December 25, 2009

Ode to the Temp

I'm currently trying to maintain good karma by containing my elation at the final termination of a particularly vexing contract employee. This would be at least the 4th in the last year whose departure has filled me with joy and glee sufficient to make me want to burst forth in song and dance. And I'm sure it won't be the last.

An aside: I spent a summer as a temp working for 3 or 4 different companies for different lengths of time. It sucked. The full-time employees are bitter because you take time to train, you're going to be gone soon, and they KNOW that the company is paying more for you than they're making. Also, most temps suck at their jobs.

If you're a temp, I want you to reread that last paragraph and bear in mind that I was a temp and I honestly believe I was pretty damned good at conducting telephone surveys, taking complaints over the phone, contacting seasonal construction workers and whatever other crap jobs I had to do. But not only was I the exception, I was a college student who was under no illusions that this was going to be anything more than a 14-week diversion from school. And even then, I only ended up with about 6 or 7 weeks of low-paying, dismal, menial, degrading work.

CHALLENGES:
• 1. In the post on temp work, how many weeks of work did the writer actually end up with while temping?
• 2. Carry on the post on temp work, picking up after its final sentence.
The listing comes from a source unrelated to the post on temp work.

ENTRIES SUPPLIED:
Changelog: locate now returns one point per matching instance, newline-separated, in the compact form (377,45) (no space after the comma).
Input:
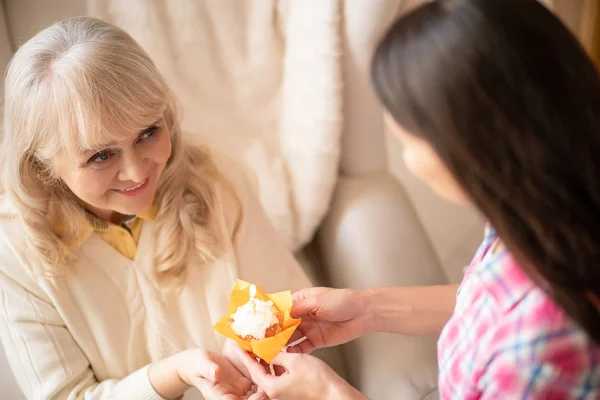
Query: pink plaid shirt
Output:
(508,340)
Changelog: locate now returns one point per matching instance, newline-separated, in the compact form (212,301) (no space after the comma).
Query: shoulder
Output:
(13,268)
(236,189)
(533,348)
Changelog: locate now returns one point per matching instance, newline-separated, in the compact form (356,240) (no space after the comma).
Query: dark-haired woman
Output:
(496,104)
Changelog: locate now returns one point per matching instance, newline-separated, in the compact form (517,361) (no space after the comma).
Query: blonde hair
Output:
(79,82)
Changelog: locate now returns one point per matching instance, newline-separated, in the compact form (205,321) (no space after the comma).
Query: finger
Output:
(222,391)
(304,303)
(260,395)
(259,375)
(287,360)
(231,351)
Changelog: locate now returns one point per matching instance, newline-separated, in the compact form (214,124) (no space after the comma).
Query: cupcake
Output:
(257,319)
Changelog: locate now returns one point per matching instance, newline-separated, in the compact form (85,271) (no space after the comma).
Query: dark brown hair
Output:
(510,102)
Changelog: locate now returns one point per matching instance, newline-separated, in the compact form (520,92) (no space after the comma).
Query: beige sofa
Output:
(384,228)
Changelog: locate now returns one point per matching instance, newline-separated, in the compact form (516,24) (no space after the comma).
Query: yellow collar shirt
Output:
(124,237)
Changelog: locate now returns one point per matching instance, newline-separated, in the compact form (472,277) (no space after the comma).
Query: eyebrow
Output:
(104,146)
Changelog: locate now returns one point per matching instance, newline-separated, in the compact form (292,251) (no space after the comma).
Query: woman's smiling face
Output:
(117,177)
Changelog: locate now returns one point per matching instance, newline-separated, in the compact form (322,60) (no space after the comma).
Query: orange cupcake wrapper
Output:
(266,348)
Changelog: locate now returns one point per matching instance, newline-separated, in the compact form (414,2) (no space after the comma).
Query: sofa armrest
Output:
(373,237)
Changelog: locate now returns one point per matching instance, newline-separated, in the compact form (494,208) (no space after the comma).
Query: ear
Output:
(595,299)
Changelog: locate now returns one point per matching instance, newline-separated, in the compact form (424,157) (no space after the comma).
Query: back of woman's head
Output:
(510,102)
(77,84)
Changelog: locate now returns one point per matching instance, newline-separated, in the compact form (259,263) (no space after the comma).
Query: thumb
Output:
(288,360)
(258,373)
(304,302)
(207,369)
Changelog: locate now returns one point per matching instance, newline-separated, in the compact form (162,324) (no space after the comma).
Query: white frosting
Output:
(254,317)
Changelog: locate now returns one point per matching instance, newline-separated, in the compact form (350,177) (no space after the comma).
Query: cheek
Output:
(86,184)
(420,163)
(162,149)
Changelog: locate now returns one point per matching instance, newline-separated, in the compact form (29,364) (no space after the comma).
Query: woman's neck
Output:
(107,215)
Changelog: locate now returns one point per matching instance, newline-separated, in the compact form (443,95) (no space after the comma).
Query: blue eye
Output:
(148,133)
(101,157)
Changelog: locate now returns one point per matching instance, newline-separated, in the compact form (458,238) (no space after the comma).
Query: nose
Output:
(134,168)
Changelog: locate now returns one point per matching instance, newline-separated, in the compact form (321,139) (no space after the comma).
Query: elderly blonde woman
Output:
(120,241)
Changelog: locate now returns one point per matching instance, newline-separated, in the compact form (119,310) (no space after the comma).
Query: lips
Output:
(134,189)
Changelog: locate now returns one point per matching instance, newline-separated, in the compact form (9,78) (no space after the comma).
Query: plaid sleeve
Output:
(554,365)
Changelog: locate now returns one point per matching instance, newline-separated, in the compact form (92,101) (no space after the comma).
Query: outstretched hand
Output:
(330,317)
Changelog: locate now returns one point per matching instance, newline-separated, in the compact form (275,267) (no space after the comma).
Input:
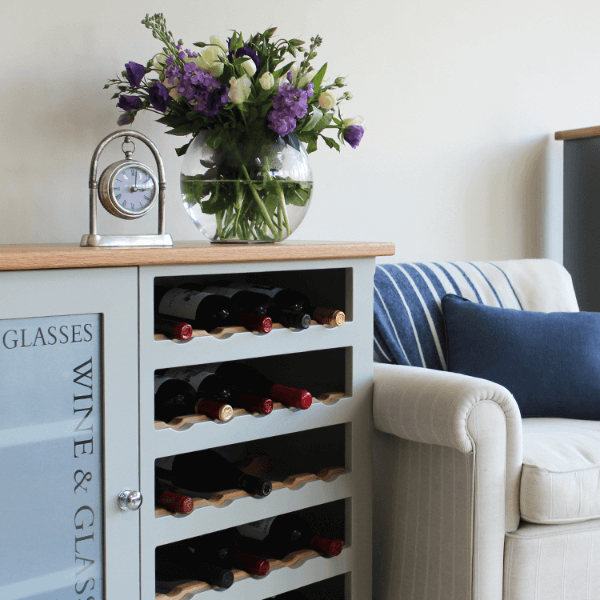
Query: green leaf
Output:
(283,70)
(185,129)
(312,146)
(331,143)
(318,78)
(298,196)
(324,122)
(314,119)
(183,149)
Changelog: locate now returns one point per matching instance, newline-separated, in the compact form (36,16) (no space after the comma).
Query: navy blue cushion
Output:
(550,362)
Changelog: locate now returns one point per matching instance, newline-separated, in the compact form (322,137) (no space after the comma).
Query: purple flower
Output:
(199,88)
(135,73)
(353,135)
(289,105)
(159,96)
(245,51)
(126,118)
(128,103)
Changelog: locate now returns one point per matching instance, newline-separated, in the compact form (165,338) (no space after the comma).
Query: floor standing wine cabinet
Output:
(78,439)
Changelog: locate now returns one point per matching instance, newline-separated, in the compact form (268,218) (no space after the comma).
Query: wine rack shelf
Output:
(224,333)
(226,497)
(187,420)
(102,304)
(168,529)
(298,561)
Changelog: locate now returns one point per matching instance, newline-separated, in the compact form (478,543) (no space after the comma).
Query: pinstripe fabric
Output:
(408,317)
(560,481)
(553,562)
(447,478)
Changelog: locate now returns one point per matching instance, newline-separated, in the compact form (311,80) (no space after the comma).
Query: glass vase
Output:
(248,189)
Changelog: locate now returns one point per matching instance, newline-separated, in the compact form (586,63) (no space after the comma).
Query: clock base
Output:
(126,241)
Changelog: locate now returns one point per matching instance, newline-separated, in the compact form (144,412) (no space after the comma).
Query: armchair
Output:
(473,502)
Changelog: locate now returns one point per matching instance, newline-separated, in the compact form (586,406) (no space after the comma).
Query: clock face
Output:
(134,188)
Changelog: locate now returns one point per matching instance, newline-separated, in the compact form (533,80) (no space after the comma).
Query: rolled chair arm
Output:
(433,407)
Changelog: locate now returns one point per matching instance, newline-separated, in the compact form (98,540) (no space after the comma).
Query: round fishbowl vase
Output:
(250,190)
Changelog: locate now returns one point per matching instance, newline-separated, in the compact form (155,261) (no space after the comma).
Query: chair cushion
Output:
(409,328)
(550,362)
(560,480)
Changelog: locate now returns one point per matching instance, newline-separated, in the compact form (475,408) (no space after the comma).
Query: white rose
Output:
(239,89)
(306,79)
(210,55)
(220,42)
(267,81)
(249,67)
(353,121)
(327,100)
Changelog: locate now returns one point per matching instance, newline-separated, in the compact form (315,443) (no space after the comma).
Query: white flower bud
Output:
(306,79)
(249,67)
(220,42)
(327,100)
(239,89)
(267,81)
(353,121)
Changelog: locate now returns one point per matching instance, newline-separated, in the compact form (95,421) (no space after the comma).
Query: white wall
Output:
(461,99)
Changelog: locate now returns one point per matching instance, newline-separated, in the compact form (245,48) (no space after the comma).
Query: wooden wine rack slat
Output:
(291,482)
(225,332)
(195,587)
(179,422)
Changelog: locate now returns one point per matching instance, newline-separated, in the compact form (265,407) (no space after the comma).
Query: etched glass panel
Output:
(51,516)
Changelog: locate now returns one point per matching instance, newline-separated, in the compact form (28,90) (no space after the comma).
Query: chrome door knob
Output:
(130,500)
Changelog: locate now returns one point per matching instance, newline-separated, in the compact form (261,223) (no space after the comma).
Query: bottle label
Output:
(190,375)
(258,530)
(257,288)
(165,463)
(221,291)
(158,381)
(178,302)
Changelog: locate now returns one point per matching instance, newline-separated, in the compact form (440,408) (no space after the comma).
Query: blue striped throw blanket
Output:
(409,327)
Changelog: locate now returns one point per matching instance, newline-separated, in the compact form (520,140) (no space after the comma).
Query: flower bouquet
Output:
(255,107)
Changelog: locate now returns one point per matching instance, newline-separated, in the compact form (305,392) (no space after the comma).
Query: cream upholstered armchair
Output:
(472,501)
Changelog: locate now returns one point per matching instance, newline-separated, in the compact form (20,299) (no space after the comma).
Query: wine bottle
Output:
(173,328)
(175,564)
(276,537)
(246,309)
(178,503)
(221,548)
(176,397)
(292,300)
(252,381)
(210,385)
(203,310)
(207,472)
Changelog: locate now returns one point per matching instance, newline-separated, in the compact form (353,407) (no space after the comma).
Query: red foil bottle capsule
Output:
(293,397)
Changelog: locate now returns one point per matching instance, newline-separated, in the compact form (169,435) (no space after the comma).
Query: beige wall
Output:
(461,99)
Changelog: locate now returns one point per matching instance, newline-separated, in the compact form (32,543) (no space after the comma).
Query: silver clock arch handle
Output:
(130,499)
(93,184)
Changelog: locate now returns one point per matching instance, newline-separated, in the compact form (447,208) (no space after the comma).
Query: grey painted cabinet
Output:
(77,366)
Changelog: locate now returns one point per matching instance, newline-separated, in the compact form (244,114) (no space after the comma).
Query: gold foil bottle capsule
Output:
(329,316)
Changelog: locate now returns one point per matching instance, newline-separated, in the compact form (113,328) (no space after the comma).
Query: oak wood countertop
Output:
(19,257)
(577,134)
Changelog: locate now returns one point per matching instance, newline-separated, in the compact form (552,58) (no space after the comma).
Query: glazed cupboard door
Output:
(68,434)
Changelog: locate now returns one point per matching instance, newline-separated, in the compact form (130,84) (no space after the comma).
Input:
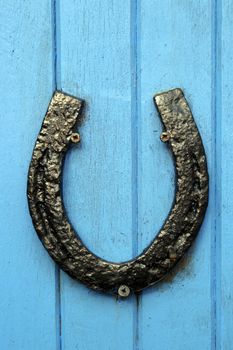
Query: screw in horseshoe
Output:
(176,235)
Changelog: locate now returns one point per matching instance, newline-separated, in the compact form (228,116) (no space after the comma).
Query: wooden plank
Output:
(27,292)
(224,156)
(175,51)
(95,63)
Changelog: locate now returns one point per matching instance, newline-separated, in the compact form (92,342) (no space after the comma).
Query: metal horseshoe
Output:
(179,229)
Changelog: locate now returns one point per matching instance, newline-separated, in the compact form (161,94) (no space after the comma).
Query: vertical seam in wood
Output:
(216,172)
(56,44)
(55,34)
(135,120)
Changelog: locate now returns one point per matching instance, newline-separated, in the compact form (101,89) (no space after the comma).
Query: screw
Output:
(164,137)
(75,137)
(123,291)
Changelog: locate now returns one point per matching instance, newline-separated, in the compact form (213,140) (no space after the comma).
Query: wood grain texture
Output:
(224,169)
(27,291)
(119,183)
(175,50)
(95,64)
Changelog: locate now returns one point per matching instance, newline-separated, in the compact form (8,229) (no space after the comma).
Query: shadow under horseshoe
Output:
(179,229)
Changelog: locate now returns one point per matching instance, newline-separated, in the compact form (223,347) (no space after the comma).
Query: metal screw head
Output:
(123,291)
(75,137)
(164,137)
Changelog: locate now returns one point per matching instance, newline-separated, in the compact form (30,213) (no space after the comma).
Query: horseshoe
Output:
(179,229)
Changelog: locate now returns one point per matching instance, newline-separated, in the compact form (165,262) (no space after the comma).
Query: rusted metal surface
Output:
(179,230)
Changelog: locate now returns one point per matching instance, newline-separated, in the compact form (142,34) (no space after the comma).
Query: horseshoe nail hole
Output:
(123,291)
(164,137)
(75,138)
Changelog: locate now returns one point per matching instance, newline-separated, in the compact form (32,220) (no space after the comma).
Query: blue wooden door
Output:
(119,185)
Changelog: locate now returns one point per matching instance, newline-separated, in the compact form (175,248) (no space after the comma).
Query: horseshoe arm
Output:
(180,228)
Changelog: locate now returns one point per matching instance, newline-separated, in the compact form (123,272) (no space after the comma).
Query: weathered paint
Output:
(119,186)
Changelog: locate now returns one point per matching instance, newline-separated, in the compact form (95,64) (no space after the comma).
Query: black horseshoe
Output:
(176,235)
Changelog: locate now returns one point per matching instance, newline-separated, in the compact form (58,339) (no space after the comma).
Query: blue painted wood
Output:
(175,51)
(119,183)
(224,168)
(96,63)
(27,278)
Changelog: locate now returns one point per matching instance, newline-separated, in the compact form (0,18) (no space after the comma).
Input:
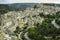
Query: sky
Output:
(29,1)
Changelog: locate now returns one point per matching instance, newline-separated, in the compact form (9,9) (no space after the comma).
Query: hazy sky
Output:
(29,1)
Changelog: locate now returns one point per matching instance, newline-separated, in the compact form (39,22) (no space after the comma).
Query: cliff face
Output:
(25,19)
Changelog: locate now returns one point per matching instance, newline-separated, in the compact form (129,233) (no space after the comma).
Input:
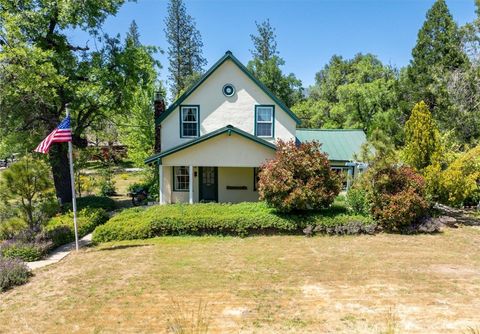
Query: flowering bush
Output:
(26,251)
(12,272)
(298,178)
(397,196)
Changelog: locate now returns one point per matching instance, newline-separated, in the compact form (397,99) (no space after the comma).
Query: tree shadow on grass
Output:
(117,247)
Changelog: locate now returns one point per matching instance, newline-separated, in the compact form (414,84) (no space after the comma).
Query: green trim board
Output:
(181,120)
(229,129)
(341,145)
(273,120)
(228,56)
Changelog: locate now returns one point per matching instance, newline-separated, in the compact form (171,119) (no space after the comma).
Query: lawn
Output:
(356,284)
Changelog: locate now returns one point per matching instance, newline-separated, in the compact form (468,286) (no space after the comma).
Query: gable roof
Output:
(228,56)
(227,129)
(339,144)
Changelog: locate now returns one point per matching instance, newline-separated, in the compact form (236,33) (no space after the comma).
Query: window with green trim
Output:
(264,121)
(181,178)
(189,122)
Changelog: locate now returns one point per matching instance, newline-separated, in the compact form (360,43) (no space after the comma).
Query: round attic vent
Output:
(228,90)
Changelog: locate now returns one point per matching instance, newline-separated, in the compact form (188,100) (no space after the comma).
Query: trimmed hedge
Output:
(94,202)
(216,219)
(13,272)
(60,230)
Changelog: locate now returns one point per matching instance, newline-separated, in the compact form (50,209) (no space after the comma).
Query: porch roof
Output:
(229,129)
(339,144)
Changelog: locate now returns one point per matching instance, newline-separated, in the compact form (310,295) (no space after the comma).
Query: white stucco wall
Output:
(217,111)
(224,151)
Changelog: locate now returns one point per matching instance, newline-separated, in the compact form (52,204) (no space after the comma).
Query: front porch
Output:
(194,184)
(218,167)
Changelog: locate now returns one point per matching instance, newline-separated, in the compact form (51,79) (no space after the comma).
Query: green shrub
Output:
(11,227)
(298,178)
(24,251)
(61,230)
(212,218)
(94,202)
(357,202)
(13,272)
(106,182)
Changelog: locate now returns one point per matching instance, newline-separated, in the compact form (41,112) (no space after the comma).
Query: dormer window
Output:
(264,118)
(189,116)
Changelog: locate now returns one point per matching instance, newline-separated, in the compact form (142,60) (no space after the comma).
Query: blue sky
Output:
(309,32)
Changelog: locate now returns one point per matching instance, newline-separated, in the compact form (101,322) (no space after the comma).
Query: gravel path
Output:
(60,253)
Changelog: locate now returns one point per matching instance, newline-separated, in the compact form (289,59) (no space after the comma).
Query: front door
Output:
(208,179)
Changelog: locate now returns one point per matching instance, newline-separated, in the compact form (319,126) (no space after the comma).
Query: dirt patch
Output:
(452,270)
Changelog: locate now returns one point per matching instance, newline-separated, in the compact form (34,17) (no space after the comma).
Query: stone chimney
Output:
(159,107)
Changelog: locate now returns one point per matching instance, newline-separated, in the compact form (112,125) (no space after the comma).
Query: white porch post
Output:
(160,186)
(190,184)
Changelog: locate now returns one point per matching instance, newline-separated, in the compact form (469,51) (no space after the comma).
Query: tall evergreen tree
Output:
(437,52)
(137,128)
(133,36)
(353,93)
(422,138)
(266,64)
(185,47)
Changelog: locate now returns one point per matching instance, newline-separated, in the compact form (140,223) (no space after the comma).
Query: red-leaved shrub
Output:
(298,178)
(397,195)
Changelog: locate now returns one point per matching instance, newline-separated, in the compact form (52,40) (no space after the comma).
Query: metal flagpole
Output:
(72,179)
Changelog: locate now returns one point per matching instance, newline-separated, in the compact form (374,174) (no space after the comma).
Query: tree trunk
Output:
(61,172)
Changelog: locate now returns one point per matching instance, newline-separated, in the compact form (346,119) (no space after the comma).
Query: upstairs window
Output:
(189,121)
(264,117)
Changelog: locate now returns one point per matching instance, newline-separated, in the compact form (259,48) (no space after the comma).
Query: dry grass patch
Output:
(359,284)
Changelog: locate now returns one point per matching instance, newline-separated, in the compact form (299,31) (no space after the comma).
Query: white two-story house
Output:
(216,135)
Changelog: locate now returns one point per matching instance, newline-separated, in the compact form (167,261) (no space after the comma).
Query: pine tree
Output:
(422,138)
(133,35)
(185,47)
(438,51)
(266,64)
(265,45)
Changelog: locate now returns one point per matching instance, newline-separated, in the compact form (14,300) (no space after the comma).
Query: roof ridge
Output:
(319,129)
(227,56)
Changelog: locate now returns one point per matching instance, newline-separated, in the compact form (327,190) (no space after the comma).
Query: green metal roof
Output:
(339,144)
(227,129)
(228,56)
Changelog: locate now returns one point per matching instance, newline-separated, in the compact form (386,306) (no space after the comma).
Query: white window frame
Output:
(182,121)
(181,171)
(271,121)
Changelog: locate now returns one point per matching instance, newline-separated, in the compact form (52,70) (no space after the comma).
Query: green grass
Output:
(260,284)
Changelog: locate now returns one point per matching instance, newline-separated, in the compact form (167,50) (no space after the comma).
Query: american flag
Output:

OUTPUTS BY TASK:
• 1. About 6 or 7 weeks.

• 2.
Of course, the temporary or contract-to-hire employee for a degree and/or job experience required gig is a completely different kettle of fish. For one thing, there is a certain group of them who do it because the money is good, the responsibility is minimal and the scenery changes every 12-24 months. And for another thing, a simple desire to get paid isn't in and of itself enough to get a job.

Most of the time.

See, big companies have staffing shortages. Precisely because they have these god-awful hiring processes where 2 HR people, 5 managers, 2 upper-level managers, a lawyer and an accountant have to sign off on each hire and you can't use the same 5 managers in any 7-year period. And when some VP of Something Minimally Useful finally got tired of his management chain kvetching about not having any employees and instituted a shortcut of being able to hire temps/contractors. Of course, since they're temporary, HR decided that the process can't cost as much as it does for a Real Employee, so now temps and contractors are interviewed by the person closest to the interested manager's bathroom at the time that the contractor calls. This is, of course, more often than not, the custodial staff or the guy who hides out in the bathroom to avoid work.

And to make things worse, while there IS this cadre of skilled contractors, anyone not interested in spending half of his or her life finding the next gig frequently decides to try to retire from the contracting gig into full-time employment. And what does that mean? It means that during economic downturns, a disproportionate number of good contractors aren't looking for work.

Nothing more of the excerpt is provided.